_Instructions to follow:_
With nothing added or dropped, copy the data that follows exactly.

▶

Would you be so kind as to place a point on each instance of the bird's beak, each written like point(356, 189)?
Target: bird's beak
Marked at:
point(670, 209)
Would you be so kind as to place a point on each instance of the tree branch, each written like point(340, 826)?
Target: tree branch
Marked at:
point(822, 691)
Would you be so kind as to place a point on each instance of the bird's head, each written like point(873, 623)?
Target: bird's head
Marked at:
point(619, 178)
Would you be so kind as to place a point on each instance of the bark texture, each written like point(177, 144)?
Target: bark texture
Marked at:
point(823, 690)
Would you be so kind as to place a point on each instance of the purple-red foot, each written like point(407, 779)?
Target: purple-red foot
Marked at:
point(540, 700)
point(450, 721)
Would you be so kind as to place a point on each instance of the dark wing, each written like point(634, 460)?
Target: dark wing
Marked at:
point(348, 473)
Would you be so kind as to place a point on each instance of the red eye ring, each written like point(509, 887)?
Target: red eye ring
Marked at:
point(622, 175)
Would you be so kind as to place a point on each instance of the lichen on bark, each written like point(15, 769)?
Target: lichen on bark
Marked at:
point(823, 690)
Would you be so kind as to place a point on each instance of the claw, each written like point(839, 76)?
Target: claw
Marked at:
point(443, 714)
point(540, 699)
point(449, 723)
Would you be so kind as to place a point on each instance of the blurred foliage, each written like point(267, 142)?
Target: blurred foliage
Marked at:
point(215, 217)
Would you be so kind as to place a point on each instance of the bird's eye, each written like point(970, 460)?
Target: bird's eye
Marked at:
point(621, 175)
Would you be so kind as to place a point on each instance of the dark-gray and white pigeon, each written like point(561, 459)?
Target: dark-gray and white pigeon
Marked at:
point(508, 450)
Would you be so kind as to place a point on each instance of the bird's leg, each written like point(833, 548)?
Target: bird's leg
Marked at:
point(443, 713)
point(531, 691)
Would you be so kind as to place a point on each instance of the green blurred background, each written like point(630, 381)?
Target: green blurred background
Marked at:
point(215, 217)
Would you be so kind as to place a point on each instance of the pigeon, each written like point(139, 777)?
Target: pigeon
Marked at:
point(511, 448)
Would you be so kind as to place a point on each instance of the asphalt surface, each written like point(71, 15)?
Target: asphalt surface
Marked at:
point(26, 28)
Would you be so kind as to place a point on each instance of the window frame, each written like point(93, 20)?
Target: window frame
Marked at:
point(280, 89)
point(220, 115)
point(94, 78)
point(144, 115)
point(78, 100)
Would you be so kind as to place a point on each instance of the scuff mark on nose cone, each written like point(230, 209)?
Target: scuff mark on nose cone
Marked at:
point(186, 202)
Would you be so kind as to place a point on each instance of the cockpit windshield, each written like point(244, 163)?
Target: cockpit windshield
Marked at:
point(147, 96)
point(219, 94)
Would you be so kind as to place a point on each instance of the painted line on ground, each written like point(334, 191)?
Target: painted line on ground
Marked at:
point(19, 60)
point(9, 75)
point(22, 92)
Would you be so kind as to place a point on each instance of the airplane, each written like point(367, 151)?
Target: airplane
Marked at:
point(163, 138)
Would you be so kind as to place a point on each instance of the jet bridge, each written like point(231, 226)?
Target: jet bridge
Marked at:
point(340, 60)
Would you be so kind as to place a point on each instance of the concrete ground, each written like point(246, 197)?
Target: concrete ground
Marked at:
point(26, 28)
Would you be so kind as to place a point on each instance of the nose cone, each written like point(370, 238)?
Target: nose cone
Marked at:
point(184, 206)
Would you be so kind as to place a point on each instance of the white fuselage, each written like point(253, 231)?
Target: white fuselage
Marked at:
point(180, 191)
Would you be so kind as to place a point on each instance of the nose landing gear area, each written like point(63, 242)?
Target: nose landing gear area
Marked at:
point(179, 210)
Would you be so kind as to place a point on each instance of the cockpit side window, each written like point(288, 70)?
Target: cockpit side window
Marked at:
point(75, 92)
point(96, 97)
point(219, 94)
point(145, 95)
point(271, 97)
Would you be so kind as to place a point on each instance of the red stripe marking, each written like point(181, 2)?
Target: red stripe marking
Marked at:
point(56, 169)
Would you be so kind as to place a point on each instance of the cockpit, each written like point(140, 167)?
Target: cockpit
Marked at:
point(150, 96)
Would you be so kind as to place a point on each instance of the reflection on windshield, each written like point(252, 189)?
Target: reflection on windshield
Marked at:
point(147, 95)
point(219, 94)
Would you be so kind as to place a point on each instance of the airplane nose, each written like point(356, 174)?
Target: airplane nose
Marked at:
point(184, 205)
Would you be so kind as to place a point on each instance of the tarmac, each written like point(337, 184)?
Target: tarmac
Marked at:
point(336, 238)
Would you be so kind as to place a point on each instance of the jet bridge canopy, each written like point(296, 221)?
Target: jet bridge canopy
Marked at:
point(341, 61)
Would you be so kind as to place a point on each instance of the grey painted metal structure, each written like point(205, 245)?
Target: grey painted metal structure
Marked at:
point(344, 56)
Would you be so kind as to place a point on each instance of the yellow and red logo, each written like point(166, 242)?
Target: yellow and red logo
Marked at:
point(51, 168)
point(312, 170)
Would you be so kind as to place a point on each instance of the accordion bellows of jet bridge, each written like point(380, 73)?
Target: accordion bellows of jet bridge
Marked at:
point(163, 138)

◀

_Written reply:_
Would you be so kind as to place a point on each instance of the bird's beak, each written like point(356, 189)?
Target: bird's beak
Marked at:
point(670, 209)
Would you be so kind as to place a point on each instance of the tree branch, each written like point(340, 826)?
Target: tree branch
Marked at:
point(822, 691)
Would you be so kind as to place a point on each instance of the bird's head, each written like point(873, 623)?
Target: bird's head
Marked at:
point(619, 178)
Would you be so kind as to place a point on each instance of the bark texture, each written like point(177, 144)?
Target: bark texture
Marked at:
point(823, 690)
Would you be so kind as to place a point on each instance of the purple-red foot, each written like point(407, 779)?
Target: purple-red foot
Marked at:
point(540, 700)
point(450, 721)
Would you be so kind as to place a point on each instance of the dark wing, each written like point(634, 460)?
Target: dark wing
Marked at:
point(348, 473)
Would you be so kind as to place a point on each instance of the red eye ring, each written like point(509, 887)?
Target: red eye ring
Marked at:
point(622, 175)
Would you be so kind as to place a point on each instance of the lichen on bark, each written like point(15, 769)?
Target: lichen on bark
Marked at:
point(823, 690)
Would you be so kind as to place a point on each instance of the claw, each written like point(839, 76)?
Target: claw
Marked at:
point(443, 714)
point(540, 699)
point(449, 723)
Would you be so kind as to place a point on each instance of the blurred foliage, each written like point(267, 142)?
Target: blurred foliage
Marked at:
point(215, 217)
Would you be so kind as to place a point on each instance of the bird's eye, each written like point(970, 460)?
Target: bird's eye
Marked at:
point(621, 175)
Would you be so kind as to place a point on each instance of the dark-gray and white pigeon, each written like point(561, 459)?
Target: dark-gray and white pigeon
Marked at:
point(508, 450)
Would you be so kind as to place a point on each instance of the bird's leg, each written like point(833, 548)?
Target: bird's leg
Marked at:
point(443, 713)
point(531, 691)
Would you be so kind as to place a point on each instance of the green blurred background, each written like point(630, 381)?
Target: green blurred background
Marked at:
point(215, 217)
Would you be so kind as to place a point on each instance of the pigeon, each written like point(139, 777)?
Target: pigeon
Marked at:
point(511, 448)
Would you be so kind as to place a point on each instance of the asphalt surface, each written like point(71, 15)?
Target: asphalt surface
Marked at:
point(26, 28)
Would you be so kind as to place a point on each instance of the window frame, each written like point(93, 20)?
Target: window frame
Marked at:
point(280, 89)
point(220, 115)
point(94, 78)
point(144, 115)
point(78, 100)
Would you be so kind as to place a point on each instance of the scuff mark on nose cone, each written like point(230, 209)?
Target: scuff mark on nose cone
Marked at:
point(186, 202)
Would you be so kind as to place a point on each instance of the cockpit windshield, each written like point(244, 163)?
Target: cockpit windshield
Marked at:
point(147, 96)
point(219, 94)
Would you be so kind as to place a point on each instance of the painted line on ground, each written like point(334, 191)?
Target: painted line on ground
Marked at:
point(19, 60)
point(9, 75)
point(22, 92)
Would you be so kind as to place a point on each instance of the airplane, each written like point(367, 151)?
Target: airplane
Marked at:
point(163, 138)
Would you be so kind as to place a point on each instance of the jet bridge, each written like point(231, 226)?
Target: jet bridge
Marked at:
point(340, 60)
Would you be so kind as to place a point on each instance of the concrete ground, each written like point(246, 197)?
Target: concrete ground
Marked at:
point(26, 28)
Would you be so kind as to place a point on each instance of the nose cone, each written like point(370, 238)?
Target: nose cone
Marked at:
point(184, 206)
Would you be so kind as to place a point on each instance of the white fuselage, each written like point(253, 231)?
Target: white fuselage
Marked at:
point(180, 191)
Would you be so kind as to place a point on each instance of the nose landing gear area, each written like point(63, 242)?
Target: nose landing gear area
Marked at:
point(179, 210)
Would you be so kind as to place a point on each instance of the cockpit side window, each written like point(288, 70)?
Target: cockpit side window
Marked at:
point(75, 92)
point(96, 97)
point(219, 94)
point(145, 95)
point(271, 97)
Would you be so kind as to place a point on each instance of the red stripe marking, each written like point(181, 2)?
Target: red stripe marking
Marked at:
point(56, 169)
Would you be so kind as to place a point on each instance of the cockpit, each written like point(140, 167)?
Target: cockpit
Marked at:
point(150, 96)
Would you be so kind as to place a point on each instance of the reflection on windshield, each written like point(252, 189)?
Target: reflection on windshield
Marked at:
point(147, 95)
point(219, 94)
Would you be so kind as to place a point on each instance of the airplane nose, each written like point(356, 174)?
Target: airplane nose
Marked at:
point(184, 205)
Would you be so kind as to place a point on each instance of the tarmac, each written like point(337, 184)?
Target: tarmac
Marked at:
point(336, 238)
Would you be so kind as to place a point on each instance of the jet bridge canopy, each written like point(296, 221)?
Target: jet bridge canopy
Marked at:
point(341, 61)
Would you be so kind as to place a point on each instance of the grey painted metal structure, each written like point(205, 245)?
Target: grey painted metal structure
Marked at:
point(344, 56)
Would you be so kind as to place a point on each instance of the yellow and red logo, each written like point(166, 242)?
Target: yellow and red logo
Marked at:
point(51, 168)
point(312, 170)
Would you be so kind as to place a point on each instance of the accordion bellows of jet bridge, each written like point(380, 73)?
Target: accordion bellows of jet bridge
Marked at:
point(163, 138)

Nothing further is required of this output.